━━━ Dataset records

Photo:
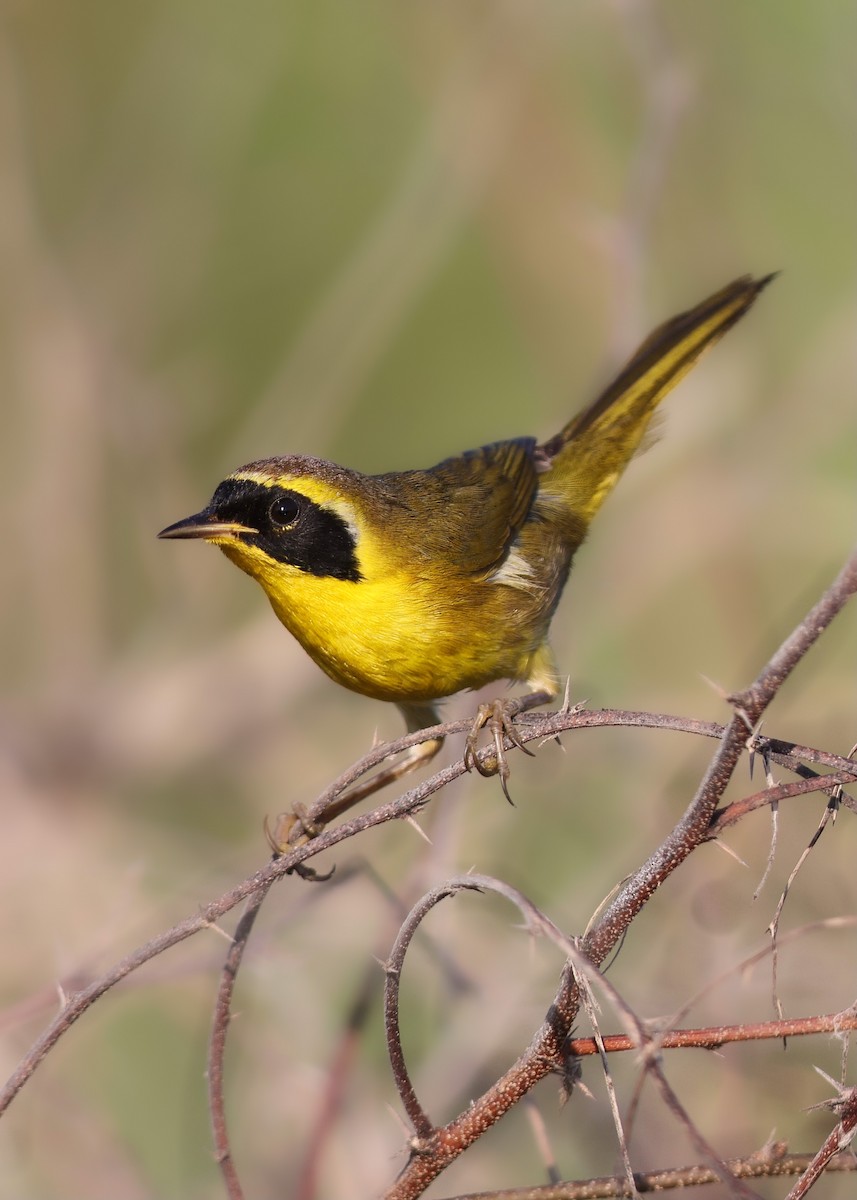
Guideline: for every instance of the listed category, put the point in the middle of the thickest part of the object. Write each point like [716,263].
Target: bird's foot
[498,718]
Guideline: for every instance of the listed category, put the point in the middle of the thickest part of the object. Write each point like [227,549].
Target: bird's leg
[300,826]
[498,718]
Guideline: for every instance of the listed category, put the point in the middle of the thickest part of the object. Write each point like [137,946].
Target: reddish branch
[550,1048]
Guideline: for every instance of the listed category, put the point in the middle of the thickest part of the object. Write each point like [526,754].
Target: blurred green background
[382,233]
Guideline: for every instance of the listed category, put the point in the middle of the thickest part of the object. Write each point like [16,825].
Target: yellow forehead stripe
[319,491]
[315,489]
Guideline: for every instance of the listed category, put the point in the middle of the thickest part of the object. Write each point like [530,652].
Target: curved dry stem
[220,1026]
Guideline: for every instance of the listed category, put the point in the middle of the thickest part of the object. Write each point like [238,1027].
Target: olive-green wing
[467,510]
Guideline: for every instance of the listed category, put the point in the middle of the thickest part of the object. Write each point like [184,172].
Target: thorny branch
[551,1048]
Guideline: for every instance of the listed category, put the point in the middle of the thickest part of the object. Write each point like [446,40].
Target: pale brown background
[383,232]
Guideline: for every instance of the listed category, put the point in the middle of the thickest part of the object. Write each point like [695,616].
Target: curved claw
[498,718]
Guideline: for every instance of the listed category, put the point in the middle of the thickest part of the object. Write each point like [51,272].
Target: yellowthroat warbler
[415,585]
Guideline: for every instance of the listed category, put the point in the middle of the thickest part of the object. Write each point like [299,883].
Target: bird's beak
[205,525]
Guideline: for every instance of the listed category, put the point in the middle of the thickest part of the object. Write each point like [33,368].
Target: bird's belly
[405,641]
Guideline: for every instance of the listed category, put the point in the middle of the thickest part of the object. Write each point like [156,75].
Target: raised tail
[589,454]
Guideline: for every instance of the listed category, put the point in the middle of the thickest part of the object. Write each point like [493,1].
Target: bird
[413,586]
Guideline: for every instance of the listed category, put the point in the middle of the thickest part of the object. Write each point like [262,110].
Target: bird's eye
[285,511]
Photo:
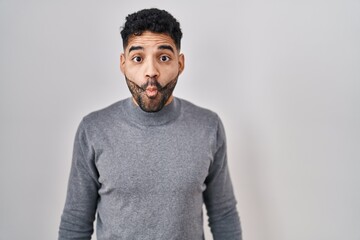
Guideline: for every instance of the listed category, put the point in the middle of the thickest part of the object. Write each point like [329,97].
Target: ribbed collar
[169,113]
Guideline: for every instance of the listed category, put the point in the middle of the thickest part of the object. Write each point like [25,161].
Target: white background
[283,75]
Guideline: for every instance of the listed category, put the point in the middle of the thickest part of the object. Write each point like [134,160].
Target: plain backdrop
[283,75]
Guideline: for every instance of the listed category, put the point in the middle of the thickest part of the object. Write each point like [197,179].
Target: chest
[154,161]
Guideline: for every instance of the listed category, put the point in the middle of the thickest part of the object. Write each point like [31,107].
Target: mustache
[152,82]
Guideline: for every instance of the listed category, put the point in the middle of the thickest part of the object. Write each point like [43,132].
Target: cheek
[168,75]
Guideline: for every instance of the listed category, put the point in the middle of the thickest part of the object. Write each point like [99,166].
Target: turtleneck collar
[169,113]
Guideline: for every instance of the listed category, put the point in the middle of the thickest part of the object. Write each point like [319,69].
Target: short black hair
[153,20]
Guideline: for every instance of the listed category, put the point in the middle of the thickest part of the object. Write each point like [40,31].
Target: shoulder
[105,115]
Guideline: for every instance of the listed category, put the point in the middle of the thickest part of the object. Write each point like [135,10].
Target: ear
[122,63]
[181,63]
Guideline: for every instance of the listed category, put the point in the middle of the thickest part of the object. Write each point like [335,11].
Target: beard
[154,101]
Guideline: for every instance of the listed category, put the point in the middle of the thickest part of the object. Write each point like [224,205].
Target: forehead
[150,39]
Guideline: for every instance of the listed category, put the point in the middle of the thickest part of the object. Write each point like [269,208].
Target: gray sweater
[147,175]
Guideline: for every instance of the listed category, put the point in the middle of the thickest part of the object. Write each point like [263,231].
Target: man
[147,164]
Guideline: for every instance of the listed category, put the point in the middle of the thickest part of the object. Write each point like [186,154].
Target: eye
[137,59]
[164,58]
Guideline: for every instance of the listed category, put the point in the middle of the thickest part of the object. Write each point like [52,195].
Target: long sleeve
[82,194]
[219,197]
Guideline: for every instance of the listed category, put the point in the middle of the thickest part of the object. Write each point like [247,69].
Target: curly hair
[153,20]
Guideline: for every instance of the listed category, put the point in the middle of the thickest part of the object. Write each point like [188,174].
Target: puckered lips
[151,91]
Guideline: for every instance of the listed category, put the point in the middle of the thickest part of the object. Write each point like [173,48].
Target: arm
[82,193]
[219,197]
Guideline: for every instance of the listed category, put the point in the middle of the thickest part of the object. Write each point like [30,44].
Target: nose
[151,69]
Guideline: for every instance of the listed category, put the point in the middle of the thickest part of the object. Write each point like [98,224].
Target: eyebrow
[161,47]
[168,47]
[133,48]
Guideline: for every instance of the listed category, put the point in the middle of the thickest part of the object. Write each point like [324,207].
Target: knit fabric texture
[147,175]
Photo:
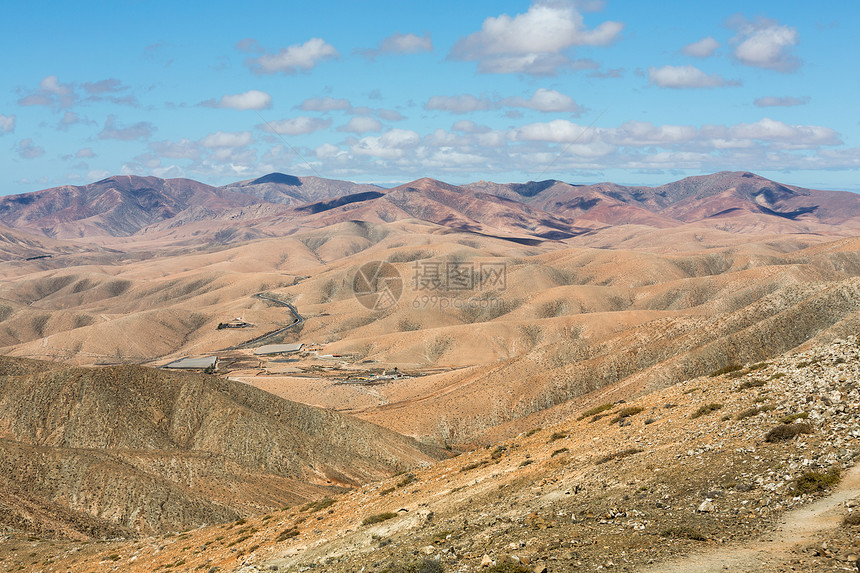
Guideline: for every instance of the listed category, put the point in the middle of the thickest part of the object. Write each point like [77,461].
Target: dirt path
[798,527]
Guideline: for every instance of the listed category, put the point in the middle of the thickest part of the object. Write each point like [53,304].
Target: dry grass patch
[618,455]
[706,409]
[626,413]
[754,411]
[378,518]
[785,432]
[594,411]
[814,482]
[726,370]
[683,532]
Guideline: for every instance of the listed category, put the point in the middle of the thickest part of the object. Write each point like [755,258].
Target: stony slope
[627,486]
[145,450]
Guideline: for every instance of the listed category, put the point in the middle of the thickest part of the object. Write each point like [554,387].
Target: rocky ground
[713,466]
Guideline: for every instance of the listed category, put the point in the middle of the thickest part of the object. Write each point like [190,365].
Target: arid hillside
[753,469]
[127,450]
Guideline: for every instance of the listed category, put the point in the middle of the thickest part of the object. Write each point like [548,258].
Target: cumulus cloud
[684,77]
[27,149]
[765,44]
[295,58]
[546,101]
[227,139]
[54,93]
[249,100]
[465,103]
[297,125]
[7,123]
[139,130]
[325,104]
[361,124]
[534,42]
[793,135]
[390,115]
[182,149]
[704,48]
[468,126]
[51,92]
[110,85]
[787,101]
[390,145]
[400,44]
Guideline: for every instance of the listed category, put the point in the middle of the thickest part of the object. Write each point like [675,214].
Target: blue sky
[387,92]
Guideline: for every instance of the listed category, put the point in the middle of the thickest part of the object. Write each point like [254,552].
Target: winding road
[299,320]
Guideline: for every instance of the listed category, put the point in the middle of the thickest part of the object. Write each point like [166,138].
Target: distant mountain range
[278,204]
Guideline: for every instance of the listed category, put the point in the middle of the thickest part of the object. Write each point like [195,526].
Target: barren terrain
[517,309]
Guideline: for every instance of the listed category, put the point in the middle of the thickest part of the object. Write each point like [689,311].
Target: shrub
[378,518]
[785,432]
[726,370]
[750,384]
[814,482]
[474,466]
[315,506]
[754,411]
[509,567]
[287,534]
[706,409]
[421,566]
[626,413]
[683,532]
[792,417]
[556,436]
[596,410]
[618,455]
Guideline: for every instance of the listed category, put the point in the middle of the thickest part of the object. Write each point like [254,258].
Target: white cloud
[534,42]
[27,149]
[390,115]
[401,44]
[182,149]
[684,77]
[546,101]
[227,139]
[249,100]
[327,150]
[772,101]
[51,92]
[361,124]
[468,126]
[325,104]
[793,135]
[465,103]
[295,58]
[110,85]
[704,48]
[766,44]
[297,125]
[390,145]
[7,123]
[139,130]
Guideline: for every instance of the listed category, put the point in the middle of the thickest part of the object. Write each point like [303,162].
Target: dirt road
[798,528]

━━━━━━

All that should be returned is the run of lines from the start of the entries above to the line bearing "point like [238,1027].", each exact, with pictures omitted.

Photo:
Guideline: for every instance of the listed category, put the point in the middle of the thickest part of the object. Write each point like [716,263].
Target: bird's foot
[498,718]
Guideline: for every instance of the listed category, put the point in the middle of the thickest part of the object. Write each point like [227,549].
Target: bird's leg
[300,826]
[498,718]
Guideline: for every instance of the listed category, put the point in the middle of the thickest part of the object. Write each point like [137,946].
Target: reddish branch
[550,1048]
Guideline: for every instance of the listed category, put the point in the middle of the thickest part of the object. Write each point like [526,754].
Target: blurred green background
[382,233]
Guideline: for every instance of the listed category, put the point in the middle of the thickest part of the object. Write each point like [16,825].
Target: yellow forehead stripe
[319,491]
[315,489]
Guideline: for every instance of the listed category, put the point in the middle of the thickest part of the object. Write each point like [530,652].
Target: curved dry stem
[220,1026]
Guideline: for every instance of the listed category, put the point in the middle of the thickest part of the object. Write each point like [238,1027].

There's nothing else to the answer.